▶ Texto fuente

------------------------------------------------------------------------

La Paz sea Contigo

“Padre, perdónalos porque no saben lo que hacen.”

     ¡Habemus Papam! Acabamos de vivir uno de los acontecimientos más interesantes y emocionantes que pueden ocurrir en la vida cotidiana de la Iglesia Católica: la elección de un nuevo papa. El declive del papa precedente, su muerte, los días de luto y oración, la preparación para el cónclave, el cónclave mismo, la elección de un nuevo papa… estos son los tipos de eventos que suelen cautivar la imaginación del mundo entero durante unas semanas, incluso entre quienes normalmente pasan meses o años enteros sin siquiera pensar en la Iglesia Católica. Hay algo en la idea de un nuevo papa, un nuevo hombre que asume el liderazgo de la organización internacional más grande del mundo, que resulta emocionante. Despierta mucha curiosidad, conversación y reflexión.

------------------------------------------------------------------------

▶ Datos mostrados
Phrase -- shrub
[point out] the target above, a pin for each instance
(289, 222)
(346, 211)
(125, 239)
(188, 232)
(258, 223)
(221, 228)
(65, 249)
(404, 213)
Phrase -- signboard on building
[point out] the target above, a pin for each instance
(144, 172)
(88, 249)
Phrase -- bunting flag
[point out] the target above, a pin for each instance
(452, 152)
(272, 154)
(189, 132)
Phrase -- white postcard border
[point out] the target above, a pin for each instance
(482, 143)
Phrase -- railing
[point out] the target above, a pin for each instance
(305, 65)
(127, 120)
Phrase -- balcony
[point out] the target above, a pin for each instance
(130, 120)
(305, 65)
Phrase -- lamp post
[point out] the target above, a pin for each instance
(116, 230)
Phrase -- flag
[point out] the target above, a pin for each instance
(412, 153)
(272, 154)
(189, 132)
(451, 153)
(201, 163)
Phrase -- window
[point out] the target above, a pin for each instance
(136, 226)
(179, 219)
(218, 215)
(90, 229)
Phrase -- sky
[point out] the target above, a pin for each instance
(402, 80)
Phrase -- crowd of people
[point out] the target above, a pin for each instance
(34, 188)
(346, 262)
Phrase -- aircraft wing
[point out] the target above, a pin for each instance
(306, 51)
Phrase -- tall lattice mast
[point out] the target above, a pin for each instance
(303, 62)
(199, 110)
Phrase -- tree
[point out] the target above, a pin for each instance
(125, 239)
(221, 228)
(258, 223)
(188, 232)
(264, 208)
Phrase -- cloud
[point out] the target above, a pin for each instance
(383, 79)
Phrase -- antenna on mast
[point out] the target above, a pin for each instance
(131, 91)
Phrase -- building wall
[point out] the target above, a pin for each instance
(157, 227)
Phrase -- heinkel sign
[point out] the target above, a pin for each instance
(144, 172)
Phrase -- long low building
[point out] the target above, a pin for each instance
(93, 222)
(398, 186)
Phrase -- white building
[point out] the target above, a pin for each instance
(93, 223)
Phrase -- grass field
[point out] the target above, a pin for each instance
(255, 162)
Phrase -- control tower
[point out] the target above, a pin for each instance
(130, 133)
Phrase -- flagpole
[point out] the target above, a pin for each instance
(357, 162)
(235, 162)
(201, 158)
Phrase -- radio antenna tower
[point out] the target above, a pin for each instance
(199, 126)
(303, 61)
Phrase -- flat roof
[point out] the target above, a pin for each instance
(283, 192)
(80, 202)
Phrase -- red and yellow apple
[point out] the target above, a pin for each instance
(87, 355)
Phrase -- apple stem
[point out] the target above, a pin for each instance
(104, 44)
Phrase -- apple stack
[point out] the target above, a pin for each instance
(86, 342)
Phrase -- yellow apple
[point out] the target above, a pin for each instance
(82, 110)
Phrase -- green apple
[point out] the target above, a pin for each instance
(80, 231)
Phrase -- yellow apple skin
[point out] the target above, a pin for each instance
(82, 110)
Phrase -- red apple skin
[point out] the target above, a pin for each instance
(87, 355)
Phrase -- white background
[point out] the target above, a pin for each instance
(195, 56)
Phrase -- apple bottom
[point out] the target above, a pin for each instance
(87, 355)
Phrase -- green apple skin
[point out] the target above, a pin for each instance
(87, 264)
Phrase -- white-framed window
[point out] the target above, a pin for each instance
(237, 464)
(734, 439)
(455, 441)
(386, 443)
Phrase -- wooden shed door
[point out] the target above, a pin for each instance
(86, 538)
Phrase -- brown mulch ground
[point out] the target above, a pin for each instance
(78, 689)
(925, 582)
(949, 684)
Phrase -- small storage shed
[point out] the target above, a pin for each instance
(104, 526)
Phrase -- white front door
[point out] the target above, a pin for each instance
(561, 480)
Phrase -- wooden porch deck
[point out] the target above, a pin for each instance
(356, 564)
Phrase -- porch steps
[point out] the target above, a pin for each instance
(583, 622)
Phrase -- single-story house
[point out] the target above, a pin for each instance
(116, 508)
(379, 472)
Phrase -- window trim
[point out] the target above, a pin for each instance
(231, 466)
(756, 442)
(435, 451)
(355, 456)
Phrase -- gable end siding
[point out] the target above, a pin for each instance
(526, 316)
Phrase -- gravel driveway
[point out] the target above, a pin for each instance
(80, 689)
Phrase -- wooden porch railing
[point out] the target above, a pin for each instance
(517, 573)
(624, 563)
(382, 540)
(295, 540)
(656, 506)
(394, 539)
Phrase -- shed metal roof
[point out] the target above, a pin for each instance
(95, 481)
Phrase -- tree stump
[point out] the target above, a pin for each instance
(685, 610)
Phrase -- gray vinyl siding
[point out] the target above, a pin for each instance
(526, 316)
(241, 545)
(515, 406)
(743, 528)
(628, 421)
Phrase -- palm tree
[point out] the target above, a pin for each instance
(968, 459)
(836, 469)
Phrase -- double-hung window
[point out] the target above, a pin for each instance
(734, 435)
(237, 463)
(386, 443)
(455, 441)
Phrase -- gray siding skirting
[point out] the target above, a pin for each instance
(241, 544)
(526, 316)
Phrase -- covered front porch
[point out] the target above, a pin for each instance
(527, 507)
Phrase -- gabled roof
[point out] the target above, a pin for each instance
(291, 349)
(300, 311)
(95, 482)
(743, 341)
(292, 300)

------------------------------------------------------------------------

▶ Consignas
**A)** Reproduce el fragmento del texto sobre el nuevo papa que empieza en "La Paz sea Contigo" y termina en "conversación y reflexión.".
**B)** Según el texto sobre el nuevo papa, ¿por qué la elección de un pontífice llega a interesar incluso a quienes pasan meses o años sin pensar en la Iglesia Católica? Explícalo en una a tres oraciones.
Los datos proceden de una fuente distinta.

▶ Soluciones por tarea
**A)**
La Paz sea Contigo

“Padre, perdónalos porque no saben lo que hacen.”

     ¡Habemus Papam! Acabamos de vivir uno de los acontecimientos más interesantes y emocionantes que pueden ocurrir en la vida cotidiana de la Iglesia Católica: la elección de un nuevo papa. El declive del papa precedente, su muerte, los días de luto y oración, la preparación para el cónclave, el cónclave mismo, la elección de un nuevo papa… estos son los tipos de eventos que suelen cautivar la imaginación del mundo entero durante unas semanas, incluso entre quienes normalmente pasan meses o años enteros sin siquiera pensar en la Iglesia Católica. Hay algo en la idea de un nuevo papa, un nuevo hombre que asume el liderazgo de la organización internacional más grande del mundo, que resulta emocionante. Despierta mucha curiosidad, conversación y reflexión.

**B)** Porque la idea de un nuevo hombre que asume el liderazgo de la organización internacional más grande del mundo resulta emocionante. Por eso despierta mucha curiosidad, conversación y reflexión.